**What you need to do:** Copy out all the lines in the records that include the word "shoulder".

**The input:**
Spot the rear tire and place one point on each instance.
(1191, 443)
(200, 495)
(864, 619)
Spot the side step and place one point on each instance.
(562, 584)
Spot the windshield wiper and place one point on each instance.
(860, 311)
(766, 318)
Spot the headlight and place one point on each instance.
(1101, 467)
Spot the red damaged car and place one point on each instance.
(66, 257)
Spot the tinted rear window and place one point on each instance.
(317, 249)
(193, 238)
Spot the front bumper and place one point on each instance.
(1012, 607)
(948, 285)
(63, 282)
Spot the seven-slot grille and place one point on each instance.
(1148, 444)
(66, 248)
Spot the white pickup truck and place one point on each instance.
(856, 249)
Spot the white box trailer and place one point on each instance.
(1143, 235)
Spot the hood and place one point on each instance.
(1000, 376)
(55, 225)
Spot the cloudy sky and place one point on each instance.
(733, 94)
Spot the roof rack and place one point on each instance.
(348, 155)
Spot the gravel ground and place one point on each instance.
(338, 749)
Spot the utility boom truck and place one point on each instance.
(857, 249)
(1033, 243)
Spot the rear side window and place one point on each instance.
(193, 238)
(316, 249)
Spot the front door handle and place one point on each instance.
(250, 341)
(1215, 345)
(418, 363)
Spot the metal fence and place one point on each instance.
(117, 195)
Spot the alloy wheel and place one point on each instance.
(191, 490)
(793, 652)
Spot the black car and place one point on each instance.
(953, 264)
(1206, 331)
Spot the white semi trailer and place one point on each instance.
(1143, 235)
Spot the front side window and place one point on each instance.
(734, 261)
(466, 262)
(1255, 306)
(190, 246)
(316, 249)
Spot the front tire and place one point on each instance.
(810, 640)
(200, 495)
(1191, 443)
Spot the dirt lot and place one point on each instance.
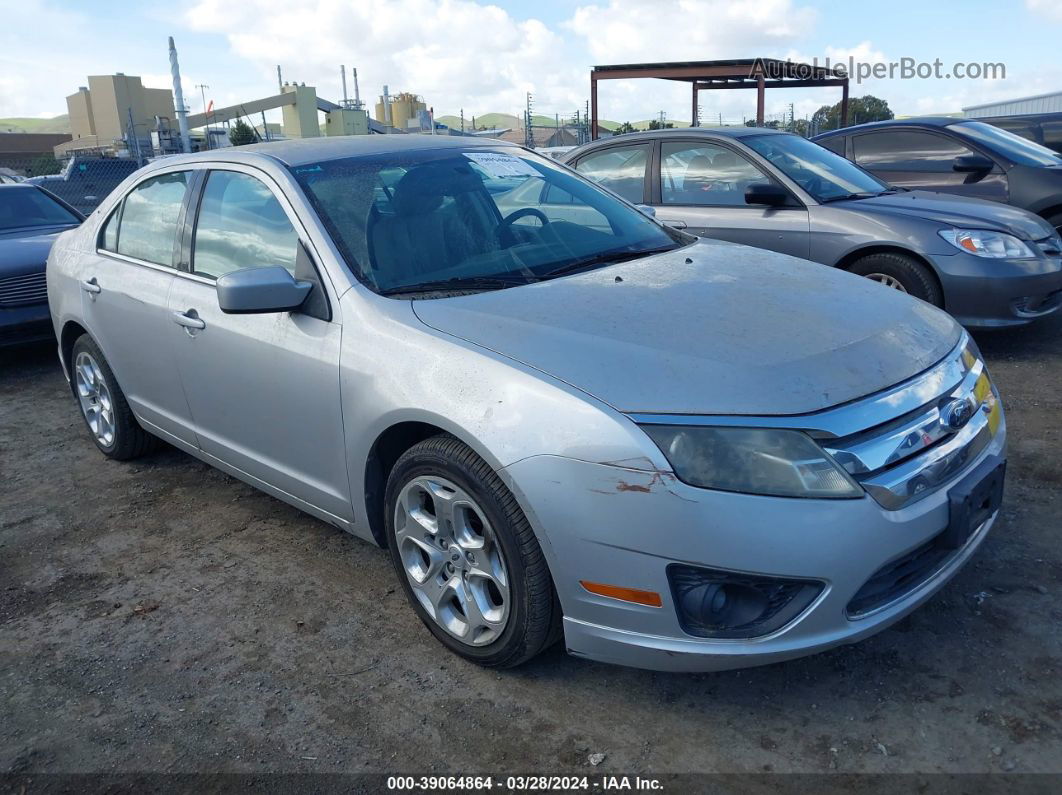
(159, 616)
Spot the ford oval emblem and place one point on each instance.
(957, 413)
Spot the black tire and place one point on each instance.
(534, 617)
(915, 278)
(130, 439)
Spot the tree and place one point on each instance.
(241, 134)
(860, 109)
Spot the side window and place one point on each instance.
(835, 144)
(903, 150)
(619, 169)
(149, 221)
(705, 174)
(241, 224)
(108, 238)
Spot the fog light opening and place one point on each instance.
(721, 604)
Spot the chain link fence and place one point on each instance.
(82, 180)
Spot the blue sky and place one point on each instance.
(480, 56)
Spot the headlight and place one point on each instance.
(758, 461)
(983, 243)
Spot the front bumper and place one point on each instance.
(612, 524)
(26, 324)
(981, 292)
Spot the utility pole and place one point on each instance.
(202, 89)
(178, 100)
(528, 134)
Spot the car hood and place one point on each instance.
(24, 251)
(957, 211)
(707, 329)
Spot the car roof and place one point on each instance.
(645, 135)
(915, 121)
(302, 151)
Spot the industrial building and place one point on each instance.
(1041, 103)
(116, 108)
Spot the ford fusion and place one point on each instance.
(561, 418)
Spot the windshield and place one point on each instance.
(819, 171)
(480, 219)
(1014, 147)
(22, 207)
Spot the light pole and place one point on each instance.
(202, 87)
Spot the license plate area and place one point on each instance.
(973, 500)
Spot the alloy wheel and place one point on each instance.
(452, 559)
(95, 398)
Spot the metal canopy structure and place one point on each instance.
(757, 73)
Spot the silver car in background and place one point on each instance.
(987, 263)
(562, 418)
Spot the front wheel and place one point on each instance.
(107, 415)
(903, 273)
(466, 556)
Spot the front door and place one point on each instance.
(125, 286)
(263, 390)
(702, 188)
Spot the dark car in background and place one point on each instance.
(986, 263)
(85, 182)
(30, 221)
(1043, 128)
(962, 156)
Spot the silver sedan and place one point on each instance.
(560, 416)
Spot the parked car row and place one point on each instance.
(561, 416)
(986, 263)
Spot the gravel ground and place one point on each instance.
(160, 616)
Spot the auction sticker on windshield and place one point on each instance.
(499, 165)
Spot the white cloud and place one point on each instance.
(456, 53)
(1049, 9)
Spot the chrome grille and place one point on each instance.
(901, 461)
(17, 291)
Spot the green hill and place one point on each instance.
(55, 124)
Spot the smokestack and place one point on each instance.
(178, 99)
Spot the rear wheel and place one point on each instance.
(103, 407)
(466, 556)
(901, 272)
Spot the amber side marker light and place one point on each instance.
(651, 599)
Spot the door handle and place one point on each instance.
(188, 320)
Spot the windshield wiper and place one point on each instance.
(459, 283)
(605, 257)
(845, 196)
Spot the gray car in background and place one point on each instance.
(987, 263)
(562, 418)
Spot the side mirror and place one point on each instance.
(766, 193)
(260, 290)
(972, 163)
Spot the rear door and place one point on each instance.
(701, 184)
(622, 168)
(922, 158)
(125, 286)
(263, 390)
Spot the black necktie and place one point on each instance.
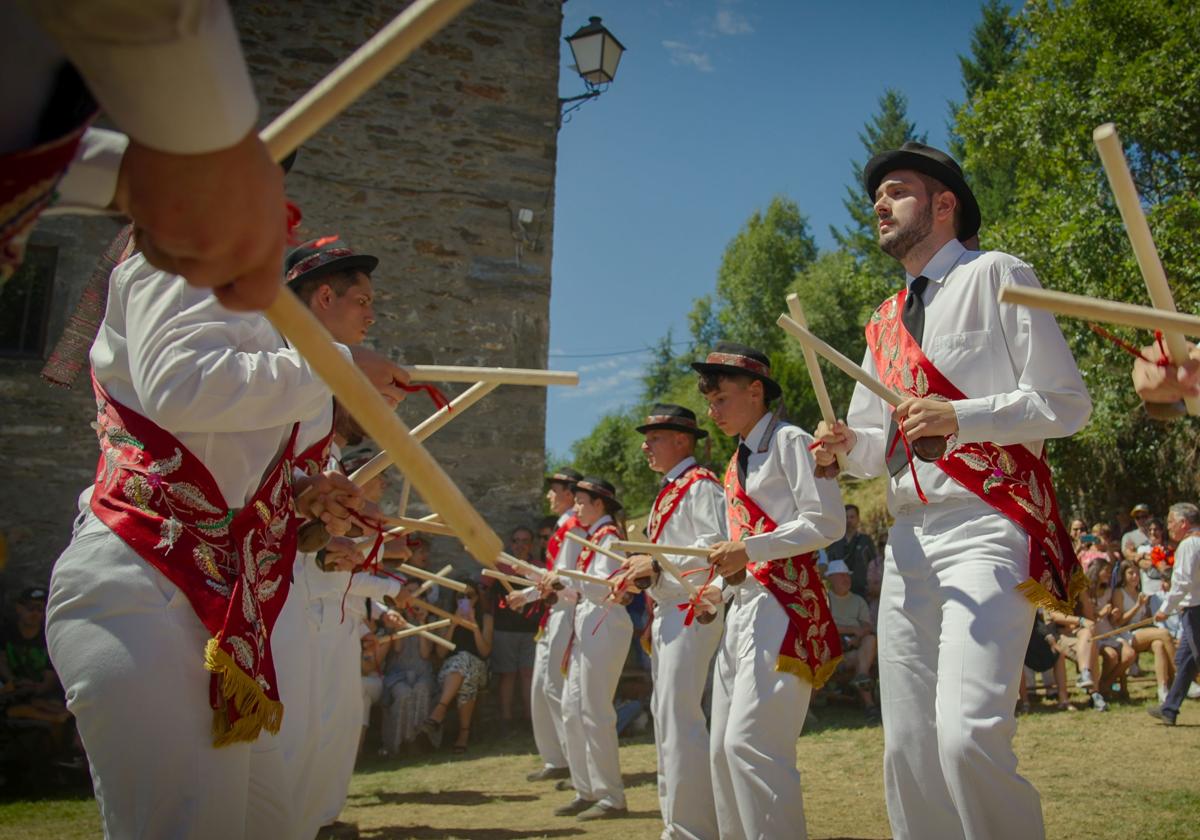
(743, 462)
(913, 319)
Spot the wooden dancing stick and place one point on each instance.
(448, 582)
(810, 361)
(1117, 631)
(429, 585)
(1126, 195)
(405, 523)
(313, 111)
(424, 430)
(659, 550)
(1099, 310)
(840, 361)
(358, 73)
(501, 576)
(497, 376)
(442, 613)
(419, 630)
(586, 577)
(593, 546)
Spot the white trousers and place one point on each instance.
(339, 702)
(757, 717)
(679, 665)
(280, 766)
(130, 652)
(953, 634)
(589, 717)
(546, 689)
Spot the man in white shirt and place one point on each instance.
(137, 600)
(689, 510)
(202, 189)
(780, 641)
(1182, 525)
(977, 535)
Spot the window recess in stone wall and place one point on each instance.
(25, 305)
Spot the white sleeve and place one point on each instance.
(90, 183)
(1050, 400)
(1182, 575)
(186, 367)
(601, 567)
(869, 417)
(820, 517)
(168, 72)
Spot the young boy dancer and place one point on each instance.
(689, 510)
(557, 622)
(780, 640)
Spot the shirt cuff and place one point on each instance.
(187, 96)
(975, 419)
(90, 183)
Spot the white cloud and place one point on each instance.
(731, 23)
(688, 57)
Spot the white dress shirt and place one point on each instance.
(222, 383)
(699, 520)
(168, 72)
(1185, 589)
(807, 510)
(1011, 361)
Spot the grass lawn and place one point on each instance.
(1119, 774)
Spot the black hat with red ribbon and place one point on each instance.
(673, 418)
(729, 358)
(319, 257)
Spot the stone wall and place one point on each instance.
(429, 172)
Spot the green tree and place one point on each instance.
(759, 268)
(995, 51)
(889, 129)
(1083, 64)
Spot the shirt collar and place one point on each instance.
(603, 521)
(754, 439)
(678, 469)
(941, 263)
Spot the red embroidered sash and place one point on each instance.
(28, 179)
(811, 646)
(1009, 479)
(583, 562)
(233, 565)
(671, 496)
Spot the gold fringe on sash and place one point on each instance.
(255, 708)
(1045, 599)
(804, 671)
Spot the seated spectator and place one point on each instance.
(1131, 605)
(856, 550)
(407, 683)
(515, 629)
(28, 681)
(463, 673)
(853, 619)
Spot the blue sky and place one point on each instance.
(718, 106)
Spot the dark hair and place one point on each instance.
(339, 281)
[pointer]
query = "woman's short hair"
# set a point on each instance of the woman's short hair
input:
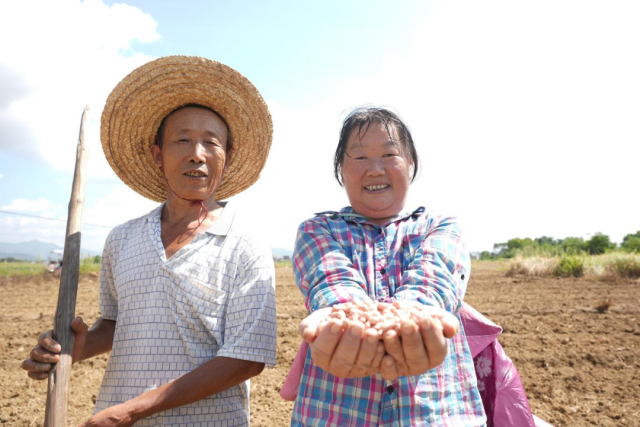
(360, 119)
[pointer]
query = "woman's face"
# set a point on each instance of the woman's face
(376, 173)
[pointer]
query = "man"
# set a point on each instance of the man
(187, 298)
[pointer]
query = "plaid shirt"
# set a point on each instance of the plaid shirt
(341, 257)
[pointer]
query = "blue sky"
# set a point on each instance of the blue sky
(524, 113)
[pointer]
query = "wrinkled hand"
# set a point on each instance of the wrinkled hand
(417, 344)
(44, 355)
(114, 416)
(343, 348)
(361, 339)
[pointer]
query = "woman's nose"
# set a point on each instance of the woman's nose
(375, 167)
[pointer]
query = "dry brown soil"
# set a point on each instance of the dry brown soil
(579, 367)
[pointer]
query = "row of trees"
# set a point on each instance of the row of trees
(598, 244)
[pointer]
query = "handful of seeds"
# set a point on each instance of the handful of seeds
(380, 316)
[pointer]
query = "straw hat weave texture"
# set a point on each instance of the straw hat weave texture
(136, 106)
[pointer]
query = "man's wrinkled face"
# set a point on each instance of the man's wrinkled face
(194, 152)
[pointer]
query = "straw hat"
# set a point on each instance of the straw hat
(142, 99)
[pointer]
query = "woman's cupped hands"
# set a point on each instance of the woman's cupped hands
(359, 339)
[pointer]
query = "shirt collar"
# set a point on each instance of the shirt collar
(350, 215)
(220, 227)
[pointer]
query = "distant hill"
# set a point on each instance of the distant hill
(34, 250)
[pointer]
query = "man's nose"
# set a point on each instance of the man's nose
(197, 153)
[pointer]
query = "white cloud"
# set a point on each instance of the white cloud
(40, 206)
(525, 117)
(69, 54)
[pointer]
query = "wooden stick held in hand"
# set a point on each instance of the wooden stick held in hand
(58, 388)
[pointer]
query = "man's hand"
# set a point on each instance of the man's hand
(114, 416)
(44, 355)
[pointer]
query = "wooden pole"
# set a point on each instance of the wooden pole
(58, 387)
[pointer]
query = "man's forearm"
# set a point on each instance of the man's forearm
(99, 339)
(215, 376)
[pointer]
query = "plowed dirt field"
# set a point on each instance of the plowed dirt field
(580, 367)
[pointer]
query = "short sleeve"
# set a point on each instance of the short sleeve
(323, 269)
(108, 298)
(438, 266)
(250, 323)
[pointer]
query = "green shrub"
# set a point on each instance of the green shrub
(623, 265)
(532, 266)
(569, 266)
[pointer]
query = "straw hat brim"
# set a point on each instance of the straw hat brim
(136, 106)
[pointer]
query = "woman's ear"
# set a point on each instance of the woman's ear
(156, 154)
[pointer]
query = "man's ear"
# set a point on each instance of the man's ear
(156, 153)
(228, 157)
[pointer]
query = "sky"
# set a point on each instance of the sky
(525, 114)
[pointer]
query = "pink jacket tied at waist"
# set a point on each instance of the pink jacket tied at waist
(499, 383)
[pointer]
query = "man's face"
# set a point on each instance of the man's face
(194, 152)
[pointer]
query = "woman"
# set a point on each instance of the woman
(376, 251)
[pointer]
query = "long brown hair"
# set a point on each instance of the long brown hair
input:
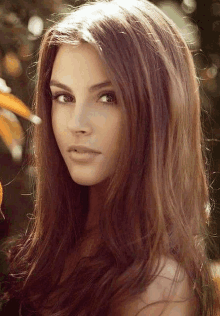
(158, 197)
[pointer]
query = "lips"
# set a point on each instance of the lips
(83, 149)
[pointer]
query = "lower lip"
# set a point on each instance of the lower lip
(89, 156)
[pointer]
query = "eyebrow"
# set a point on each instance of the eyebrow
(91, 89)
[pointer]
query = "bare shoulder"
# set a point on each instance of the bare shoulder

**Solution to this task:**
query = "bare shoulder"
# set a point on each instance of the bare shoulder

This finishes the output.